Work to be completed ▸ Reproduce every record below exactly, with the pictures left out.

■ ■ ■ ■

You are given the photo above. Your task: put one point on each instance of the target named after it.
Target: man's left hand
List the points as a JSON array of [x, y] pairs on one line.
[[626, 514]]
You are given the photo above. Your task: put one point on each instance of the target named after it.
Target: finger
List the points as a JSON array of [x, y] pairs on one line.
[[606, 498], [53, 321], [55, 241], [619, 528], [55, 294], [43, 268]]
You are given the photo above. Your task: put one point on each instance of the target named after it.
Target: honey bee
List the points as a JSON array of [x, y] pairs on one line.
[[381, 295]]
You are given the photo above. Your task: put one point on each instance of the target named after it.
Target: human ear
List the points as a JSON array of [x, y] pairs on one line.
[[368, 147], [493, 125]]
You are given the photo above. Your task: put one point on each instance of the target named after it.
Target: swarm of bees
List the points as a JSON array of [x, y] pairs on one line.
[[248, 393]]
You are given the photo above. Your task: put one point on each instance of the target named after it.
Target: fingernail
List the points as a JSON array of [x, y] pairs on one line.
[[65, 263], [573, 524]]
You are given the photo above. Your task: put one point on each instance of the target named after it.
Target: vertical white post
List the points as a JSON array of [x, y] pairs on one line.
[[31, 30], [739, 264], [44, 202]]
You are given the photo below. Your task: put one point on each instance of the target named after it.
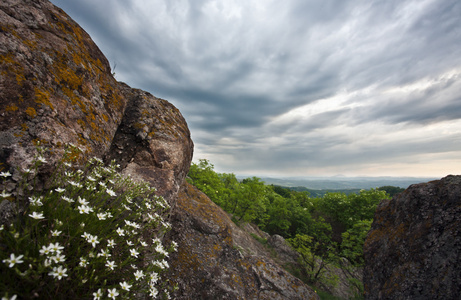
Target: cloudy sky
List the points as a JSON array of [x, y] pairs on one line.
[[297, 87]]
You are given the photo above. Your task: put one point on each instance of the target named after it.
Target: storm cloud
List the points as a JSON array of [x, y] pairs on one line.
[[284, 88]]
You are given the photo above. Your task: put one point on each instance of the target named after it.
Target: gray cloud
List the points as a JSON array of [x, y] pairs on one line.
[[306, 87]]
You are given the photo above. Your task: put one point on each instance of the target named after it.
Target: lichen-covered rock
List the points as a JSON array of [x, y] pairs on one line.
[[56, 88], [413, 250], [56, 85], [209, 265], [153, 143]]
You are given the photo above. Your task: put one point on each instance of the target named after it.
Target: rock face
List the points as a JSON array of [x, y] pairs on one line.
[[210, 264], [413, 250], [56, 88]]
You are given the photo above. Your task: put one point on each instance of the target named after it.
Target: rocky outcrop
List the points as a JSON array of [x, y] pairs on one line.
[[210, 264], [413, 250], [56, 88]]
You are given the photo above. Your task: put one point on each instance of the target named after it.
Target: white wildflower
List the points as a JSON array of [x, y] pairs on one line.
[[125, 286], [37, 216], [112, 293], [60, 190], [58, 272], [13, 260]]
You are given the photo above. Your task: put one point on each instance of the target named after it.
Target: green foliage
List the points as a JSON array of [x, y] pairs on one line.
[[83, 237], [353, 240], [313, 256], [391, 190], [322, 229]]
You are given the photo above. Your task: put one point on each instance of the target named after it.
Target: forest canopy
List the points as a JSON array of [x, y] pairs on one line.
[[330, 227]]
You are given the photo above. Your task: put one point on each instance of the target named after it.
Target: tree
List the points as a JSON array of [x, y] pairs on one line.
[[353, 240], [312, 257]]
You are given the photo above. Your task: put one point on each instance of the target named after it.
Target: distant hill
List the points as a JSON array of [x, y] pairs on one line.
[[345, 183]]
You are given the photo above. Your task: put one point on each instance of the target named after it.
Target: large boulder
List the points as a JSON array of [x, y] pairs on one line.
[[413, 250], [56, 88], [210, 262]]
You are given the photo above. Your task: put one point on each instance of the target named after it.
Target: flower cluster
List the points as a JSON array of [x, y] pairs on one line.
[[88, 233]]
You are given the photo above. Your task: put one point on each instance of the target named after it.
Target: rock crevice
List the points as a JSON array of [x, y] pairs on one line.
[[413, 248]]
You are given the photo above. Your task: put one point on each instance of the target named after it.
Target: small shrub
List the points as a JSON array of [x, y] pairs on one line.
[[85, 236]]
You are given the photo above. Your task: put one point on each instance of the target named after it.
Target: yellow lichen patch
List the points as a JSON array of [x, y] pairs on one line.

■ ■ ■ ■

Response below ▸
You are given the photo above. Your task: put one point on each instance of the target named after it.
Target: man's left hand
List the points as a JSON array of [x, y] pairs on one line.
[[626, 514]]
You are given the photo above. Your task: put one point on each instance of the target named after it.
Target: finger
List the points as a JSON array of [x, y] pairs on one line.
[[606, 498], [53, 321], [55, 241], [619, 528], [55, 294], [43, 268]]
You are given the photo above. Your task: put one point on each instance of the target named after it.
Target: honey bee
List the points as a JSON array of [x, y] pairs on one line.
[[381, 295]]
You are given the photo above. Your task: put one point on each instance of the target named after it.
Target: human ear
List the points as a JSON array of [x, y] pairs on one line.
[[368, 147], [493, 125]]
You are given the photo above. Your task: put one point on each instance of the target named after it.
Target: swarm of bees
List the points as a JSON array of [x, y] pairs on one line.
[[248, 393]]
You are given the photo above. Your task: put one point on each instance of the target named after it.
Target: fingernail
List the points as a JSON array of [x, y] pairs on one line.
[[65, 263], [573, 524]]
You are given the photo above. Your task: put one point on each instance of the target named after it.
Target: vertical white post
List the points as a JSON array of [x, y] pairs on one line.
[[31, 30], [739, 264], [44, 202]]
You are given the photo below. Your task: put one point on each instance of the target named after it.
Target: cloudy sky
List the points as a JSON array of [x, y] pairs on one line.
[[297, 87]]
You are given the photo above. Your task: put one point on each instance of the target named after it.
Target: storm cloud
List the points as a JSON array of [x, y] pairs on one line.
[[284, 88]]
You are given the photo above. Your task: put one point on each instance of the target named after it.
Target: gray cloud
List the points as a JSON array of [x, y] pairs on one line.
[[306, 87]]
You are given the photo above. Your task: put one point on each instance of the target named after it.
Target: lichen-covered rock
List the points as a JSON array of [x, y] pairs on one line.
[[56, 88], [413, 250], [56, 85], [209, 265], [153, 143]]
You are given the photo above. Your task: put one point on each instance of the target named after it.
Target: rock face
List the points as a JSON array of [x, y] pairs on one line.
[[210, 264], [413, 250], [56, 88]]
You are given the photo above. Your task: put one point on each instance of the target named after it.
Target: rocky outcrop
List the points as a JSON array of [x, y] pairs on one line.
[[210, 264], [413, 250], [56, 88]]
You are given the photo above. Your task: put one point on each instance of the target named after it.
Target: white wildflower
List the points as a JSON array of [x, y] pairs on one line.
[[125, 286], [37, 216], [112, 293], [60, 190], [58, 272], [13, 260]]
You are given the photo above. Your task: put one point on each instance of the target named after it.
Target: green foliage
List the points as a JSON array of [x, y] pairs on one line.
[[83, 237], [353, 240], [313, 256], [391, 190], [322, 229]]
You are given the photo above. Your task: put one point on each instance of the target named after it.
Target: forest canopy
List the points as a JSON array of [x, y] pairs on one line.
[[330, 227]]
You are given the photo above. Your task: put one point on each instance of the target named after it.
Target: tree
List the points as a JSON array of [x, y] pairs on one line.
[[353, 240], [312, 257]]
You are given the photo above. Your task: put one point on each instance of the target named after it.
Target: distant hill
List the points as a JSON array of [x, y] pairs on one line.
[[345, 183]]
You are given the photo above. Your task: put one point on each instance of the target named after it.
Target: large boulder
List the points as a JSON array of [x, y] pairs on one line.
[[413, 250], [56, 88], [210, 262]]
You are given the photo above. Your task: put one point on each instance of the target named after it.
Target: flower cluster
List the points as a JSON array of [x, y] pairs on one line.
[[88, 233]]
You are given the photo above. Your task: put one point on each instance of the target named after it.
Target: rock crevice
List the points as a JSON array of [x, y] pairs on one line.
[[413, 248]]
You are given the photo above. Your task: put one point on each instance of the target named after it.
Target: small shrub
List the points as a JSON array of [x, y] pairs on one line.
[[85, 236]]
You are given the photo above. Your task: put one point on each instance of the target named after it.
Target: yellow lichen patch
List the points as a JSON array of [x, y] pairs on one line.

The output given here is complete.